### Exercise prompt
Count the lines in the listing below that contain the string "waterfront". Give only the number.
------ Exercise input ------
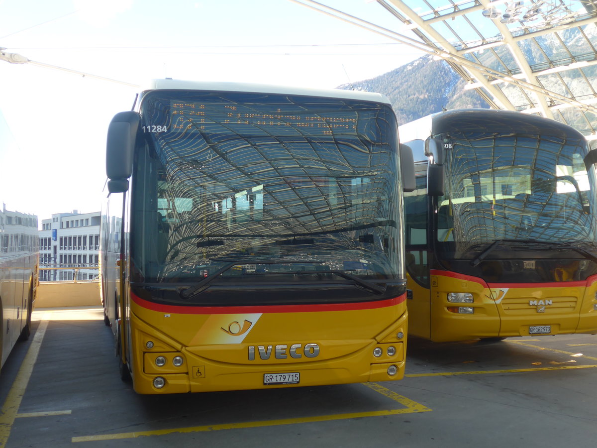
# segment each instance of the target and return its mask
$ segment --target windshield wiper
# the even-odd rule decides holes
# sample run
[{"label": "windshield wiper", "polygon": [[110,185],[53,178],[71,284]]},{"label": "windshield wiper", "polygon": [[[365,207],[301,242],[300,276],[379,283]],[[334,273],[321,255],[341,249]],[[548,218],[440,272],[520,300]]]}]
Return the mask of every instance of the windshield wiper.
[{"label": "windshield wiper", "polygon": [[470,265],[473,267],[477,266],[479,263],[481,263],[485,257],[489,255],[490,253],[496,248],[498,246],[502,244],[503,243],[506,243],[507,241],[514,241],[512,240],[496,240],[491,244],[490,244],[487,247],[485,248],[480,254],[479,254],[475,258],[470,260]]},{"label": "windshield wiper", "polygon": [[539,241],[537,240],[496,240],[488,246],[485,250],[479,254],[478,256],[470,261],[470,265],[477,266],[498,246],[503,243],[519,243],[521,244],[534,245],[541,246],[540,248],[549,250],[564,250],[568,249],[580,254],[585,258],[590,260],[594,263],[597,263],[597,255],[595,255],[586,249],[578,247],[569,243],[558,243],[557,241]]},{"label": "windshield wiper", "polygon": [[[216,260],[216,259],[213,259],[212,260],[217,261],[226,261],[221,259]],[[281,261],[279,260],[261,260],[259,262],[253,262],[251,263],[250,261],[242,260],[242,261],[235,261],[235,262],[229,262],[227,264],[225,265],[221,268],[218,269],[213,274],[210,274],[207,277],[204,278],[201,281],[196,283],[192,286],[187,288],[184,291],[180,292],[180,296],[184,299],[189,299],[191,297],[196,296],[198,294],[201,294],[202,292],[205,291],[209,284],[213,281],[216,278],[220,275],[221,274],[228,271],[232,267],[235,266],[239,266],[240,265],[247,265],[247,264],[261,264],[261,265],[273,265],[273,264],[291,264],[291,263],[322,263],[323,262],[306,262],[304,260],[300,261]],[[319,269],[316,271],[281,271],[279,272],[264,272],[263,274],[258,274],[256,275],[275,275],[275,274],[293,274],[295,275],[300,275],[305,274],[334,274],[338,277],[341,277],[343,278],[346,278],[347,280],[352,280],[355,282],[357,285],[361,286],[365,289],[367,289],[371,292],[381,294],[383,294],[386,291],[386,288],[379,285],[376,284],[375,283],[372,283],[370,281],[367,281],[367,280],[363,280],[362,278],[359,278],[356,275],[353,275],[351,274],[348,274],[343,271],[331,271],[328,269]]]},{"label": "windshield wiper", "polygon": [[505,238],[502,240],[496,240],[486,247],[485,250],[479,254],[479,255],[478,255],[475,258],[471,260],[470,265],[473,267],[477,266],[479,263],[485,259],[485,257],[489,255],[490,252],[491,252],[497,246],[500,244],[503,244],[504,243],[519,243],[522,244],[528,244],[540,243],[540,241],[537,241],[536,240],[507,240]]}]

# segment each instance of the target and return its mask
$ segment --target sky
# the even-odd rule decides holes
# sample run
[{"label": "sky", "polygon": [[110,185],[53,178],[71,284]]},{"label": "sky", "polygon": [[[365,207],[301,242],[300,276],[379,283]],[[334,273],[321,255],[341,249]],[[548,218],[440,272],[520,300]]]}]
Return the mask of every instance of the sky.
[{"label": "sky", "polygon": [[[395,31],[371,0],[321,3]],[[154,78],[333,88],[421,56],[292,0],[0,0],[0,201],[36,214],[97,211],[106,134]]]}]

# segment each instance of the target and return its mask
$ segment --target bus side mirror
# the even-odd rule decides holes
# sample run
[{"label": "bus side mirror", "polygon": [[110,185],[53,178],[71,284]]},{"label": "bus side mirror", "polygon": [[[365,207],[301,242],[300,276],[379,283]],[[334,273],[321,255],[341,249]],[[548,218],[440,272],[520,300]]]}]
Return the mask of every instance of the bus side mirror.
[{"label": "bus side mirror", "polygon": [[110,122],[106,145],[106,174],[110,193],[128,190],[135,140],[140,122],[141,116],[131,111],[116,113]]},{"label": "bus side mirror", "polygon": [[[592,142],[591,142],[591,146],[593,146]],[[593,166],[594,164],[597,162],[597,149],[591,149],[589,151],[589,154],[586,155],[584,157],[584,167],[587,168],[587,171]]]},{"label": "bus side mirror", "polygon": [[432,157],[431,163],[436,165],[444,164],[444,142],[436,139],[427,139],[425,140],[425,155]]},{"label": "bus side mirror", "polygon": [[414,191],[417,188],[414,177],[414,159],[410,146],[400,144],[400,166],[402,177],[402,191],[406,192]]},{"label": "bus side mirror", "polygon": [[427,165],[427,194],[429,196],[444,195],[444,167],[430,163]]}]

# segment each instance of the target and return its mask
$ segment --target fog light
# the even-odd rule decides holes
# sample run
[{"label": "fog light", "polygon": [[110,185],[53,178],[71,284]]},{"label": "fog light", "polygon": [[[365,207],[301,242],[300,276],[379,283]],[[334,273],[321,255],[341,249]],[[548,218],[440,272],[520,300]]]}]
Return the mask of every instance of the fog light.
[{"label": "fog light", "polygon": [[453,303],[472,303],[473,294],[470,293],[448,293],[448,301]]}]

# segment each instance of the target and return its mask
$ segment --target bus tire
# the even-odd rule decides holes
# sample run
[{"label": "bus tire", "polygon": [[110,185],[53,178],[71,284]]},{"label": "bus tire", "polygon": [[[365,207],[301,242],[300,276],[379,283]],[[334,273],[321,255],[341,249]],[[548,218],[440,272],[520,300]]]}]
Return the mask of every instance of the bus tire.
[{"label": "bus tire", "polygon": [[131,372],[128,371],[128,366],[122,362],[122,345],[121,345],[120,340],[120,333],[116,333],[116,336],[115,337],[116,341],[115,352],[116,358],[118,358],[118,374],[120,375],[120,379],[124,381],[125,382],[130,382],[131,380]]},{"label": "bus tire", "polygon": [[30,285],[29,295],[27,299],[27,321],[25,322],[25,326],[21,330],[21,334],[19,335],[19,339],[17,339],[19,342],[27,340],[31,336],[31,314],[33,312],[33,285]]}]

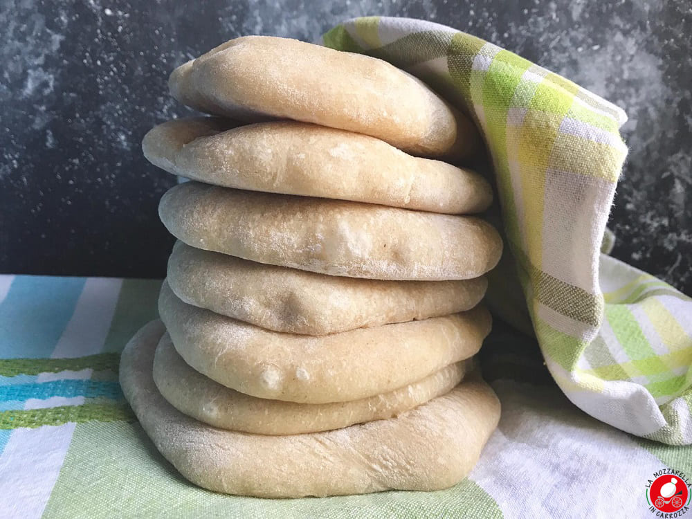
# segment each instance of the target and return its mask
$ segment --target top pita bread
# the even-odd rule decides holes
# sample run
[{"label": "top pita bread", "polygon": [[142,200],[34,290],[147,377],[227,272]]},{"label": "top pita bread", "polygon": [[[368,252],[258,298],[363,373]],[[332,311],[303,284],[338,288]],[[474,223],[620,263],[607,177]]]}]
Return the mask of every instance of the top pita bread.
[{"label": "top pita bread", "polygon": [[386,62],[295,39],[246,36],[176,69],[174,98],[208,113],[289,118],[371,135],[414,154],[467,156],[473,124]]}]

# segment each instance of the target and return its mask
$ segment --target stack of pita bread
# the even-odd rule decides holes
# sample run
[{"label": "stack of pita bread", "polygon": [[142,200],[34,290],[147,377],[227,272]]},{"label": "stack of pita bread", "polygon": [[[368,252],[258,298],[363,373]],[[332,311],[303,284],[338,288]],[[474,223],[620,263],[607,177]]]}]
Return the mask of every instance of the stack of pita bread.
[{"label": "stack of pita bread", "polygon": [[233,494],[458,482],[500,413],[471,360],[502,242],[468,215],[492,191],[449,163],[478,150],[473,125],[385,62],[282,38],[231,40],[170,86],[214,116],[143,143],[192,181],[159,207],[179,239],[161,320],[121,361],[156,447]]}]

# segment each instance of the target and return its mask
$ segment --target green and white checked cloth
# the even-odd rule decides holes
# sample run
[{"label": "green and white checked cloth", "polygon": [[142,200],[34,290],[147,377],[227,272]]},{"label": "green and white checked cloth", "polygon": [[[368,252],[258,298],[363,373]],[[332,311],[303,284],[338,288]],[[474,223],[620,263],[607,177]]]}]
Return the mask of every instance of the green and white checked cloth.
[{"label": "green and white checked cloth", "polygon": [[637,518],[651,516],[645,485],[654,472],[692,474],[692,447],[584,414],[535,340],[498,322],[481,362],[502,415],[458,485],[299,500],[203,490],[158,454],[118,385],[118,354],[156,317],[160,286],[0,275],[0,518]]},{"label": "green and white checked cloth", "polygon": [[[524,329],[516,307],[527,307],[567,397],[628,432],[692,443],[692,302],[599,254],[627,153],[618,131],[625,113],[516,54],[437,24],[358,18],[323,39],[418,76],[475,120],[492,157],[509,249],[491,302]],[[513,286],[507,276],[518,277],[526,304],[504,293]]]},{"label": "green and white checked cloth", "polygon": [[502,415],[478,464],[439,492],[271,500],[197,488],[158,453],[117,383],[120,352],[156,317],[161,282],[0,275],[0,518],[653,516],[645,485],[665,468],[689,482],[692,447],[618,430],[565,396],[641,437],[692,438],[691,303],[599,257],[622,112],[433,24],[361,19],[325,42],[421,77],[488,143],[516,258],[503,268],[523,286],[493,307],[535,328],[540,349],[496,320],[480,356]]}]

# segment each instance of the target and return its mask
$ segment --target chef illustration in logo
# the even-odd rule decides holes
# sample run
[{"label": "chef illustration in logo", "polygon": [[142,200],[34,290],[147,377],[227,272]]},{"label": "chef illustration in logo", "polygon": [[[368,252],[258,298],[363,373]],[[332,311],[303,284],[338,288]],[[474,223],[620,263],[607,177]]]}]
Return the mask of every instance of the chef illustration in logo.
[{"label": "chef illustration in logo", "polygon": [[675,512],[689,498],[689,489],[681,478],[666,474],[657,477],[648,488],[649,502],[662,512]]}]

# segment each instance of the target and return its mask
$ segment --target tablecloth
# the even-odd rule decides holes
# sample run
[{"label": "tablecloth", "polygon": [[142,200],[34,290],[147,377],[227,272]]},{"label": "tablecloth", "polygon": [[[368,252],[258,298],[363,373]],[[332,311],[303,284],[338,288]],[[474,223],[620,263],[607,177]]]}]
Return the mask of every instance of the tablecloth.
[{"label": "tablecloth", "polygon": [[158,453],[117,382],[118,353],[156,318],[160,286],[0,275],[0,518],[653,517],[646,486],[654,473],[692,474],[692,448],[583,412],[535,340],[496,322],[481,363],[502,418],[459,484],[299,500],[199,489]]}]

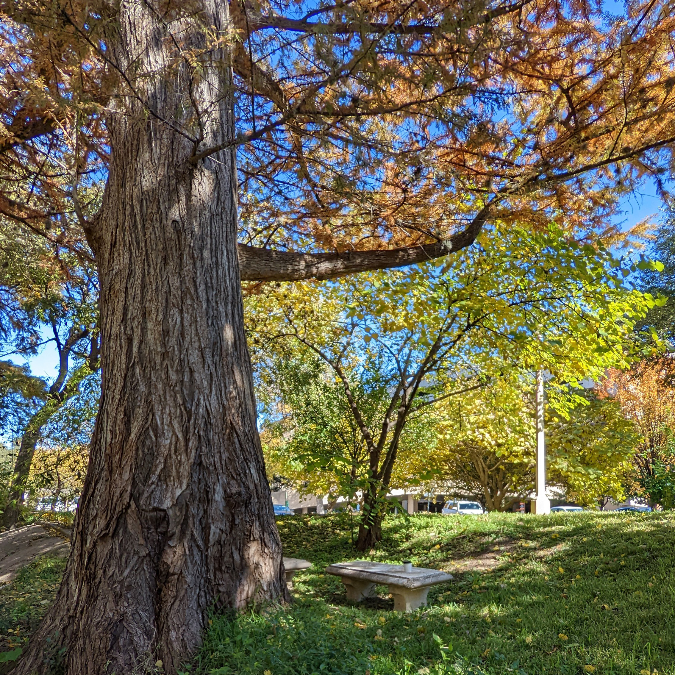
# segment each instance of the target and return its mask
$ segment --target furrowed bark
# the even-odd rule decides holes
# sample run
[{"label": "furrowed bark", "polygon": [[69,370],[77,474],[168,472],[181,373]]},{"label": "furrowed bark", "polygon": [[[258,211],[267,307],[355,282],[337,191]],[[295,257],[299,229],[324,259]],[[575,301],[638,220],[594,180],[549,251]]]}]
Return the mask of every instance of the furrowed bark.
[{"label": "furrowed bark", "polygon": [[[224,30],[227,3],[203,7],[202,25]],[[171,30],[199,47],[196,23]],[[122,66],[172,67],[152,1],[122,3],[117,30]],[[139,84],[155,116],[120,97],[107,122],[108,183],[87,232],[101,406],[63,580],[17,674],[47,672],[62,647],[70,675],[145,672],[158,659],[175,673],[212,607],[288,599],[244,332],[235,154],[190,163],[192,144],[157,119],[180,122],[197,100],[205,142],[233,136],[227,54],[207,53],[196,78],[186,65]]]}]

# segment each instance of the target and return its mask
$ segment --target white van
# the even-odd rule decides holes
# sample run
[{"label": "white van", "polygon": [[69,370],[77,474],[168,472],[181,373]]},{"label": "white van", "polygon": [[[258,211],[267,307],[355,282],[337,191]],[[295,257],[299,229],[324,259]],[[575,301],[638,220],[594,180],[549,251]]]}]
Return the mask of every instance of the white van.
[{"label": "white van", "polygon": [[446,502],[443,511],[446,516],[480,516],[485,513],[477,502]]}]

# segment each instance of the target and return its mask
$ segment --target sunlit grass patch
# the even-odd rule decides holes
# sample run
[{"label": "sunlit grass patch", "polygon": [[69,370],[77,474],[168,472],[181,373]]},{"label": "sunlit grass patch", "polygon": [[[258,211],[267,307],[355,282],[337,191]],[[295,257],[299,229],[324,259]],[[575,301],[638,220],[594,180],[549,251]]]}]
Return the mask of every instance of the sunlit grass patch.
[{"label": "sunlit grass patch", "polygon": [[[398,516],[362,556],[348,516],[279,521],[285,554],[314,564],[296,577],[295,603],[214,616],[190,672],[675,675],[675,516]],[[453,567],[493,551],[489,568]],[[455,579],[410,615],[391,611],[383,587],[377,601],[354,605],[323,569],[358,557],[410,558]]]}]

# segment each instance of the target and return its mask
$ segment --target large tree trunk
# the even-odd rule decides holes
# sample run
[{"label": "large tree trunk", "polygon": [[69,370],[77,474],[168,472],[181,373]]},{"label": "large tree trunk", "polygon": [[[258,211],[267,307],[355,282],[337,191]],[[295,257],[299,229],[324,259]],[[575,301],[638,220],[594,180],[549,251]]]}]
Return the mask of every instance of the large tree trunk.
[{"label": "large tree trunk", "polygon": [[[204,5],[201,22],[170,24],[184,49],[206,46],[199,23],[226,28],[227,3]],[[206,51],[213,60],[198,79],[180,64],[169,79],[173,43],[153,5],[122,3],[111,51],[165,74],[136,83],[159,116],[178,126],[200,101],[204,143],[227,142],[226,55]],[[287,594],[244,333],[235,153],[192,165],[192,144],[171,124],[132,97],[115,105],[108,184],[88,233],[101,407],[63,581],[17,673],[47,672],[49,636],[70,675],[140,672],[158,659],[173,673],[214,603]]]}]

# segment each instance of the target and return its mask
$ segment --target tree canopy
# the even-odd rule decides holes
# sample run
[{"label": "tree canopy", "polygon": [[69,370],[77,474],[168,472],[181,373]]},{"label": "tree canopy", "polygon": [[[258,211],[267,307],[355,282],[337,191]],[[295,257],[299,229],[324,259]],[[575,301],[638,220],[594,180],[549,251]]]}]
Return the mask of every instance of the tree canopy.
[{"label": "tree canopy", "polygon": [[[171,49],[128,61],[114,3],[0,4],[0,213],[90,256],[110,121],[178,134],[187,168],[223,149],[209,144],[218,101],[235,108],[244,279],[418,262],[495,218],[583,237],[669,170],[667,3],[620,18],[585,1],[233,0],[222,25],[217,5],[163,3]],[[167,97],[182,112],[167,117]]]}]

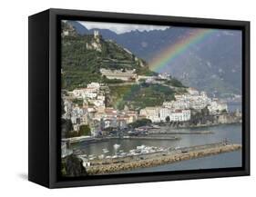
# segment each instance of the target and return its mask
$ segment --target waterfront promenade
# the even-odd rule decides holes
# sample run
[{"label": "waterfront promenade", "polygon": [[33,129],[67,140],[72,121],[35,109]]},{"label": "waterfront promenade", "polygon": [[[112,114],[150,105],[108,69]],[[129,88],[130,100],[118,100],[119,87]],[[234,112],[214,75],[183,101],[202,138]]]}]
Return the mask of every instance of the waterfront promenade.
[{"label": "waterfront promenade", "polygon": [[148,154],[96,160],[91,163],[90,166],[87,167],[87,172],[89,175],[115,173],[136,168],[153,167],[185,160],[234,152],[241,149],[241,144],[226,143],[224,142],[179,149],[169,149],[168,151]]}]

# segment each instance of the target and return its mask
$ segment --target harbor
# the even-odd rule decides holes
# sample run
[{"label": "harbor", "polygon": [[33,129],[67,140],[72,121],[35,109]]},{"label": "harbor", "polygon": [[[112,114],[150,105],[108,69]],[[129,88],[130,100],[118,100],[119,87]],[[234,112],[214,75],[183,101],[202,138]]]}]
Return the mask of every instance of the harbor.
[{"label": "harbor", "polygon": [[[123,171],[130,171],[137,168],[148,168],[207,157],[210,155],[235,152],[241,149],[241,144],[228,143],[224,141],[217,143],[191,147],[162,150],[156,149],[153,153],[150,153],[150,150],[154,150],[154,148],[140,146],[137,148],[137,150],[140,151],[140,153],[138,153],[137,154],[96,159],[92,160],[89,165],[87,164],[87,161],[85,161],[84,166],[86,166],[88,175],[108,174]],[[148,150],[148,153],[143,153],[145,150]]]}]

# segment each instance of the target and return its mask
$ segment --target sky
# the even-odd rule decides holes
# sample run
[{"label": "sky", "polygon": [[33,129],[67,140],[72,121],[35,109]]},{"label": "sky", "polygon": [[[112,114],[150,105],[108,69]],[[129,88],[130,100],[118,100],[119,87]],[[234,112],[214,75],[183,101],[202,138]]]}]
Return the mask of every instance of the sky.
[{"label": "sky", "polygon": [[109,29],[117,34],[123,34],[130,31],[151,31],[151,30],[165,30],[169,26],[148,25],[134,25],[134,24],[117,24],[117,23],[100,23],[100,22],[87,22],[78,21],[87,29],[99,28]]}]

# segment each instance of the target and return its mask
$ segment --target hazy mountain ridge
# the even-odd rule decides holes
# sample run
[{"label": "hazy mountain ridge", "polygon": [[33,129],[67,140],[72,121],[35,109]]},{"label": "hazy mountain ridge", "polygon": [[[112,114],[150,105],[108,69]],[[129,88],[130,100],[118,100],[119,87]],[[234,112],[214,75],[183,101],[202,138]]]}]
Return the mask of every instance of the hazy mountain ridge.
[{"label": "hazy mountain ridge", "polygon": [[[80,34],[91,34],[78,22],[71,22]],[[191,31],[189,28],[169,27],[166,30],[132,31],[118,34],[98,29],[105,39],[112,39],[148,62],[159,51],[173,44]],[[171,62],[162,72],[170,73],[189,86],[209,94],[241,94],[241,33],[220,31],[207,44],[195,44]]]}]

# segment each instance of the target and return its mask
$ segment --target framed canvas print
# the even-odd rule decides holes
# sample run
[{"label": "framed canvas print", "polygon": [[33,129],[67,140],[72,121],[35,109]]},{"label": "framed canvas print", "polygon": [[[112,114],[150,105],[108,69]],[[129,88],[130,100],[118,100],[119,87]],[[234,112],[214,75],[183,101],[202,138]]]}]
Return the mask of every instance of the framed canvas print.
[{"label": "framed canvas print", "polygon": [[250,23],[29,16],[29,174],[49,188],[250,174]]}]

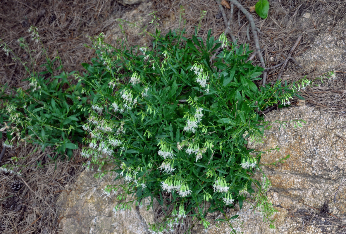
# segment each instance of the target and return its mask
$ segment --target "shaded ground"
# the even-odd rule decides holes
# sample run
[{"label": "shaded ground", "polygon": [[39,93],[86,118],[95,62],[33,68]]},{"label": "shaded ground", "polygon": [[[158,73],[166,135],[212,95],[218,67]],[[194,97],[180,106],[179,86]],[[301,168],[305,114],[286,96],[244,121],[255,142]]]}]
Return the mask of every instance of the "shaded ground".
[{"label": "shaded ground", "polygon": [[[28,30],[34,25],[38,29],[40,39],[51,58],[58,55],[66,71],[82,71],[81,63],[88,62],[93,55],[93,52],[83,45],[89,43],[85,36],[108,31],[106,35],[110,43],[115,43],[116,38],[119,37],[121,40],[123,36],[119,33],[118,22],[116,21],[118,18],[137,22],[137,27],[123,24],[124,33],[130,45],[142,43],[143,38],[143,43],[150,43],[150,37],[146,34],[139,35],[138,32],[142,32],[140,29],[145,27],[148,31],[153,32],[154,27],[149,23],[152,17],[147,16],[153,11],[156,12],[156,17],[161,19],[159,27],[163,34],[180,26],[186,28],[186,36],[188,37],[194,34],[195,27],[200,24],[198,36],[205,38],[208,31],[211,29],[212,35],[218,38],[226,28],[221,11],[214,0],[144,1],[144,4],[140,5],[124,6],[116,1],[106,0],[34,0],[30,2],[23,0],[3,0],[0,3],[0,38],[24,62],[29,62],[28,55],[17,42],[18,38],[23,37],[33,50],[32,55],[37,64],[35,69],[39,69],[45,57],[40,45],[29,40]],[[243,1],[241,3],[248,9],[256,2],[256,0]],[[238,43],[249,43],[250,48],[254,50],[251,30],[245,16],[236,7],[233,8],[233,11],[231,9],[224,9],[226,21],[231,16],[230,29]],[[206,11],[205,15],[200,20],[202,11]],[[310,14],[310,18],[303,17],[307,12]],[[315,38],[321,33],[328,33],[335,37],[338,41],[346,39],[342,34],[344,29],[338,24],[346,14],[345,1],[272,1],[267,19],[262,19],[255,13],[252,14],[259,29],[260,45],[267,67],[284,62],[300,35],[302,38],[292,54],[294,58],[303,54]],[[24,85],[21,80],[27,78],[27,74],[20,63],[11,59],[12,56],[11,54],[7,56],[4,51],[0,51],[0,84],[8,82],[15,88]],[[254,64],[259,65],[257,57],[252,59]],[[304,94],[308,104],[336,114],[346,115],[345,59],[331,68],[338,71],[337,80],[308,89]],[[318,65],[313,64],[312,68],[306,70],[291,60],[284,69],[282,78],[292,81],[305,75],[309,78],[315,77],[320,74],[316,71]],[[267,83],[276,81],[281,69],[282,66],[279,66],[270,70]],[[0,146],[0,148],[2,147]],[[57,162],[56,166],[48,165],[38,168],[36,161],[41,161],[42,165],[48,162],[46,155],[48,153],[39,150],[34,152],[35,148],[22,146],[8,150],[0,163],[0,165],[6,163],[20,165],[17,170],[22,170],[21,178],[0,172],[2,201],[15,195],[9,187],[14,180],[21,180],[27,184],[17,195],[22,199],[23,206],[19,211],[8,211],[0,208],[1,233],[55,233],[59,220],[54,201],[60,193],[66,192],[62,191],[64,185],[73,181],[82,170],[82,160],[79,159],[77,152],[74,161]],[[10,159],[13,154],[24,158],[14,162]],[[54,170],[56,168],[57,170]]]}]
------
### Completed task
4